Directions: Transcribe verbatim every line from the line containing "Category: stucco wall" to the end of the entries, including both endpoints. Output nothing beyond those lines.

Exercise data:

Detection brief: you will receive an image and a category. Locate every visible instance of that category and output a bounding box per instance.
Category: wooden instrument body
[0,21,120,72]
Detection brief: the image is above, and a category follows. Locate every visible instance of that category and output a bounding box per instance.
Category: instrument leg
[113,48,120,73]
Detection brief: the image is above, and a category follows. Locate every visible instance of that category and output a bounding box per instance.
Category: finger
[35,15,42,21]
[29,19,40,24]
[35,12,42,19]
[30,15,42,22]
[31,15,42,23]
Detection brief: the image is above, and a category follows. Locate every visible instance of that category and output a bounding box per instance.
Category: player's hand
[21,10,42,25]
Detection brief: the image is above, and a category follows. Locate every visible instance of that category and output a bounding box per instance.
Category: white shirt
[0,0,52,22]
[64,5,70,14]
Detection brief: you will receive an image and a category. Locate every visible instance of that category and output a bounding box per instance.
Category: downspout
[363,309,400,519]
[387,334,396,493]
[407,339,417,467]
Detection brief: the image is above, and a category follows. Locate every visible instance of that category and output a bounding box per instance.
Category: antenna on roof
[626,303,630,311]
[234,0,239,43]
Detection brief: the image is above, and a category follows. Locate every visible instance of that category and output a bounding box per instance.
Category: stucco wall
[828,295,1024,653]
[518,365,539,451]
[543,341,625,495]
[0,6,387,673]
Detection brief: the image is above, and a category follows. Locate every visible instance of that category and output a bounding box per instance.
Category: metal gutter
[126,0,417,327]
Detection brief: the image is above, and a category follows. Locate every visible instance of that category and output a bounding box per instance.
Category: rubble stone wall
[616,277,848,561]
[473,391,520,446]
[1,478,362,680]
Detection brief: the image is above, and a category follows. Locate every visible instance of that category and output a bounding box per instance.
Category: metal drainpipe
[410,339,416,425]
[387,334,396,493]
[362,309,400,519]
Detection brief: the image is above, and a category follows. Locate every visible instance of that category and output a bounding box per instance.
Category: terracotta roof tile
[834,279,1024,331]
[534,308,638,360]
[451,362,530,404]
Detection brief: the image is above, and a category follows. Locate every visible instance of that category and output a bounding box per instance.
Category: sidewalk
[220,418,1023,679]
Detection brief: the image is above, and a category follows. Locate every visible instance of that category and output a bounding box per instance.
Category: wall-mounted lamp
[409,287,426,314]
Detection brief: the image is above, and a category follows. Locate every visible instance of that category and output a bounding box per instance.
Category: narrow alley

Response area:
Category: stucco wall
[828,295,1024,653]
[518,365,539,451]
[543,341,625,495]
[0,6,387,673]
Detection brief: the image is above, and a category follows. Locate every visible instance of that category and output a bounding box per instance.
Category: metal gutter
[126,0,417,327]
Detection brief: the image is above, and a category follows. Locate every visible instance of that category and output a bounding box per instance.
Category: rubble stone wall
[616,277,848,561]
[473,391,520,446]
[1,478,362,680]
Detection brief: the image is above, and a category follows. Locate every visible instance of that category and output a bounding box per instance.
Category: metal drainpipe
[410,339,416,425]
[387,334,396,493]
[362,309,400,519]
Detection brief: the image is above, and a category follows. Locate every visible instance of that category and output a bounding box per instance.
Category: terracotta roof tile
[834,279,1024,331]
[534,308,638,360]
[451,362,530,404]
Detection brief: the image is above, and a category follows. Locate every visible instance of that category and output a bounding box per instance.
Category: sidewalk
[220,418,1023,679]
Detection brief: the image is above, and a category follows. Locate every visible instance of that category and output a bounding box per instance.
Category: wall-mounted lamp
[409,287,426,314]
Detection brief: the image is above, and a category follows. Locate every visible instance of that category and output a bounding box per instance.
Category: narrow alley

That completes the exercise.